(A block of data)

=-=-=-=-=

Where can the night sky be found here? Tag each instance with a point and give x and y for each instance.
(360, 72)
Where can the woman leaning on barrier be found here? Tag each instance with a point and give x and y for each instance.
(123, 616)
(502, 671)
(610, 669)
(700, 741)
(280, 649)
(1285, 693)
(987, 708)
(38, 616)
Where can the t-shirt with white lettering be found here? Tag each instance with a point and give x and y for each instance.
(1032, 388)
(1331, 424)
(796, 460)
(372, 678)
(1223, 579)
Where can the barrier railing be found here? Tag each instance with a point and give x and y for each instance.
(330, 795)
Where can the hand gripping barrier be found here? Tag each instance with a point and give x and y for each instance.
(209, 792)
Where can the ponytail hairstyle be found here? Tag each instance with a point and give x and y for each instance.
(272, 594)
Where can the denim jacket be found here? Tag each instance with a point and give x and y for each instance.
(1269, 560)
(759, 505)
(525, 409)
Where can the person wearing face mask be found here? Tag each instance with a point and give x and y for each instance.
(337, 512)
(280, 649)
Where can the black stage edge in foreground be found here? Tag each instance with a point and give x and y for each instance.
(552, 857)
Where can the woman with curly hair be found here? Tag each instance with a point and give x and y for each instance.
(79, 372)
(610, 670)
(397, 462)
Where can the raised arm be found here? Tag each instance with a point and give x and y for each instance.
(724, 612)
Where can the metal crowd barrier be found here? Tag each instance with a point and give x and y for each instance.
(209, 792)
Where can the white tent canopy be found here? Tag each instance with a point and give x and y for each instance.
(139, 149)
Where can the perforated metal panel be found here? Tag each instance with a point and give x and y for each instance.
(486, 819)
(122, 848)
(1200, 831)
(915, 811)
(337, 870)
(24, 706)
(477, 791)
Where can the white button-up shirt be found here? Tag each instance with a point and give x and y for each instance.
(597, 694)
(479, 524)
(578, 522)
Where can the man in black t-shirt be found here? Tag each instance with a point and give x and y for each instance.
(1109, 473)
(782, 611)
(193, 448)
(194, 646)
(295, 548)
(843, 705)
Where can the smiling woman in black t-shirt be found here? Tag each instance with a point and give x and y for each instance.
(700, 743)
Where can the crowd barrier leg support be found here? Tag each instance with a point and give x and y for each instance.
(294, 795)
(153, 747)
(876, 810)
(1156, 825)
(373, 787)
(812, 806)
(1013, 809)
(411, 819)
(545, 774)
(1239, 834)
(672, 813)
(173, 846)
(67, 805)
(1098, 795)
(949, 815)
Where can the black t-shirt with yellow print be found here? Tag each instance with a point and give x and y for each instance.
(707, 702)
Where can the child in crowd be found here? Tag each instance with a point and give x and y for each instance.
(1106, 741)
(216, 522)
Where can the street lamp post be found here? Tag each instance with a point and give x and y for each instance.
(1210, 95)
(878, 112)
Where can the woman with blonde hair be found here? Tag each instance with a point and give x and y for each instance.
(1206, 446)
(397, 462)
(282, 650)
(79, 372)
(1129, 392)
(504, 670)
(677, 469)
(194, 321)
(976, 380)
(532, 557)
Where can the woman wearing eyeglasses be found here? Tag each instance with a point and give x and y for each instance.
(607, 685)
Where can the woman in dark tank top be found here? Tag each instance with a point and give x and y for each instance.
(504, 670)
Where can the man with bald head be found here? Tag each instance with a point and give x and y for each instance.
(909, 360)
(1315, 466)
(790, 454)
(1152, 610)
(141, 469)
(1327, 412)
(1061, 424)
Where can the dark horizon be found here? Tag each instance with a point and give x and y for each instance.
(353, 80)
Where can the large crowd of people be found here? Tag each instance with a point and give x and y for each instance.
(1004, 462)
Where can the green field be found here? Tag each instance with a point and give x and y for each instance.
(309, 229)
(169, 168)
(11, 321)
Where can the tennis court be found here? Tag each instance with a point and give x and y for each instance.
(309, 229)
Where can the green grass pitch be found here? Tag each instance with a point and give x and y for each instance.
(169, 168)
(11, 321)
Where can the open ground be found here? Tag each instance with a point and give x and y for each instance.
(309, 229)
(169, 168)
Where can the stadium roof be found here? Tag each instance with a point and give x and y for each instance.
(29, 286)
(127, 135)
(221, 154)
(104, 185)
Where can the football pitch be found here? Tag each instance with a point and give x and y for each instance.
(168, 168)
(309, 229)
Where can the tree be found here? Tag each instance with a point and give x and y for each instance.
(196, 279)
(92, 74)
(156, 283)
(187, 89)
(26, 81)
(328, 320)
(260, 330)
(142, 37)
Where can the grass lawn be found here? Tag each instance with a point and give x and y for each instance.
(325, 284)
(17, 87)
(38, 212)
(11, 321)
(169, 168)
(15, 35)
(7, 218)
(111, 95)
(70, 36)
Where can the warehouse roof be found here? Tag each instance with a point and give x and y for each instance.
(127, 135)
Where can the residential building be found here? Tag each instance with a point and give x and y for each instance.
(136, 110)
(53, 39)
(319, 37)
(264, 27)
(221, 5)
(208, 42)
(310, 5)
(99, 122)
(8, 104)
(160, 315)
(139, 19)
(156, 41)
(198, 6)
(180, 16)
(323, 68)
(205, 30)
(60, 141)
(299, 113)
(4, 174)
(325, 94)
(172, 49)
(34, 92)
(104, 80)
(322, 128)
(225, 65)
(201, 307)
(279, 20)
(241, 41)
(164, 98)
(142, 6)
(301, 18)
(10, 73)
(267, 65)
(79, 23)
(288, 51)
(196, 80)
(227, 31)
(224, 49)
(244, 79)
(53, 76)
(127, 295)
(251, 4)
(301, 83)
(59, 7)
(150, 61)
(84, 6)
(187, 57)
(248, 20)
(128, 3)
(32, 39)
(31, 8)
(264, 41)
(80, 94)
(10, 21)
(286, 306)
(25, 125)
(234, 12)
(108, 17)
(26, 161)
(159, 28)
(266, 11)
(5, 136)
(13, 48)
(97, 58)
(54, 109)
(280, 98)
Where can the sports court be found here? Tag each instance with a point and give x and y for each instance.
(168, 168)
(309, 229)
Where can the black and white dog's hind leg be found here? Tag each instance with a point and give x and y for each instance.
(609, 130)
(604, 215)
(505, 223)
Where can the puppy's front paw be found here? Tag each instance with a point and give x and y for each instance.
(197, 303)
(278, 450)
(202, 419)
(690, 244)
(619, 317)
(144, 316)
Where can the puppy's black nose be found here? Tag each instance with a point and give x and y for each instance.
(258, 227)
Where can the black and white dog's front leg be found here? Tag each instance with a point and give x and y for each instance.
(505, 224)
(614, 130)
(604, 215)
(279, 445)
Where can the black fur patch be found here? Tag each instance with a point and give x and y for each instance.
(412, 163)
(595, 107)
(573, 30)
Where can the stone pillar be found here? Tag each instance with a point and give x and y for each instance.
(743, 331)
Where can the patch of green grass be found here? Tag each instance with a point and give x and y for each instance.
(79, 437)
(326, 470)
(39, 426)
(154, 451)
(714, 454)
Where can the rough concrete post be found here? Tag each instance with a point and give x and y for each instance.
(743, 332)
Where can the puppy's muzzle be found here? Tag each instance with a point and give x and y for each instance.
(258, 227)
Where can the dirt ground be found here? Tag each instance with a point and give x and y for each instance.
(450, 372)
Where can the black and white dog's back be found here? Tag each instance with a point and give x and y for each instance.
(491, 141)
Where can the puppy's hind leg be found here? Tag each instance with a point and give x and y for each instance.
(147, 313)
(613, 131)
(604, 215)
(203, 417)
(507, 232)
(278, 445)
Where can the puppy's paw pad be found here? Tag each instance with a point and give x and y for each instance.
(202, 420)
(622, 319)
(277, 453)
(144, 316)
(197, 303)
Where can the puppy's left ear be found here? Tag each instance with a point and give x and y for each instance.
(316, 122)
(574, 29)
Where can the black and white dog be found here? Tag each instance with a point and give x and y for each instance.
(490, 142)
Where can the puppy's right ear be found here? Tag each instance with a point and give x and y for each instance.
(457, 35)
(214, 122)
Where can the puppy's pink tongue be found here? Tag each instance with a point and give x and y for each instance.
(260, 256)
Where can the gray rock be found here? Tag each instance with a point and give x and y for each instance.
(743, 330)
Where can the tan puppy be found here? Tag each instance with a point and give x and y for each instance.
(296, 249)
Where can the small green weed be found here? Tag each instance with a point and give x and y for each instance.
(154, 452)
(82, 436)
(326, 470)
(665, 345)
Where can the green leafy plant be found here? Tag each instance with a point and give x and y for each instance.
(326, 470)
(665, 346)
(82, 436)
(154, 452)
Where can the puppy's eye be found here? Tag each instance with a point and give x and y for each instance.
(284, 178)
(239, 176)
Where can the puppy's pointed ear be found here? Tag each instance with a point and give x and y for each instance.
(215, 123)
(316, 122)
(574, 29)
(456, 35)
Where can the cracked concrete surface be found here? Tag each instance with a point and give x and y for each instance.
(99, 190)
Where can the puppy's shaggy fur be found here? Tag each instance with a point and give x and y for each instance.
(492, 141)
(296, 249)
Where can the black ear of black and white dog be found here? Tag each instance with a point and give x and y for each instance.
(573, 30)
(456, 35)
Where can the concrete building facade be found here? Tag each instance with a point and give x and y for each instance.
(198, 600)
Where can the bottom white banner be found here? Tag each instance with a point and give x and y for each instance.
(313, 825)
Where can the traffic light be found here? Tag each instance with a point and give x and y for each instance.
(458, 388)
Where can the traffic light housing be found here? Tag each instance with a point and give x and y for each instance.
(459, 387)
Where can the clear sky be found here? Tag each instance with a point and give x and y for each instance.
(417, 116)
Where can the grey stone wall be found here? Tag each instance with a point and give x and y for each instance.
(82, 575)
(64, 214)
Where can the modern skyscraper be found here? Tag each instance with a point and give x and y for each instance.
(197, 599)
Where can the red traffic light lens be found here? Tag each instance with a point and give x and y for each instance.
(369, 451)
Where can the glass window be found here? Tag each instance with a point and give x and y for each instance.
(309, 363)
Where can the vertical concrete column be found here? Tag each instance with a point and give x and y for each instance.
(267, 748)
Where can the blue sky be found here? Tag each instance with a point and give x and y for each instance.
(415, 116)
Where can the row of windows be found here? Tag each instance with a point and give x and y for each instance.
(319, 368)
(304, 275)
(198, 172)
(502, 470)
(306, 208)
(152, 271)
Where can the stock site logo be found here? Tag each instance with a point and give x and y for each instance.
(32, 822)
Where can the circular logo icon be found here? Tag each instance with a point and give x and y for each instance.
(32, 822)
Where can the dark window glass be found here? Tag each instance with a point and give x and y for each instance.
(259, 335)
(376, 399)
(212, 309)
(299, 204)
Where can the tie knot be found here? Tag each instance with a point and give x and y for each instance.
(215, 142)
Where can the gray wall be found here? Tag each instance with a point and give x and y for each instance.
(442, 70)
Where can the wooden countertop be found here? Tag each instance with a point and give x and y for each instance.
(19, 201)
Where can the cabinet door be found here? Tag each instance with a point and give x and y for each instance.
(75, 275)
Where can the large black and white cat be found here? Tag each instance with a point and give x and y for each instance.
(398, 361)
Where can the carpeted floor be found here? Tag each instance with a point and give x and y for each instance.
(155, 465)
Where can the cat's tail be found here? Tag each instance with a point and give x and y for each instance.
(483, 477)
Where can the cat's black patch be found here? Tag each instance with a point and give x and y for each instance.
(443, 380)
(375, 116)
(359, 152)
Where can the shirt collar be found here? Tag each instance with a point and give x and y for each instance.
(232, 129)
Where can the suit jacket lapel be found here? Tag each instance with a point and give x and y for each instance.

=-=-=-=-=

# Challenge:
Find "Where can the wooden" in the data above, then repeat that line and all lines after it exactly, ending with the final line.

# Finished task:
Where can the wooden countertop be found here? Tag each instance with a point and give x and y for each instance.
(19, 201)
Where can the cabinet door be found here? Tag each instance with a point and give x and y for each instance.
(75, 275)
Where can the large black and white cat be found here? Tag each instance with a point and give x and y for each instance.
(398, 361)
Where can the carpeted floor be found here? Tag each instance with a point and give x and y for each instance.
(155, 465)
Where can the cat's tail be found here? Tag each instance with a point and give x and y for each instance.
(483, 477)
Where can the cat's black patch be found here? Tag each instance with a point and give x and y for each instance.
(443, 380)
(375, 116)
(359, 152)
Where can the shirt collar be found here? Tag each instance with a point and give x and y for each instance.
(232, 129)
Where can the suit jacket lapel be found here? Tag each instance with a point and give x and y for each instance.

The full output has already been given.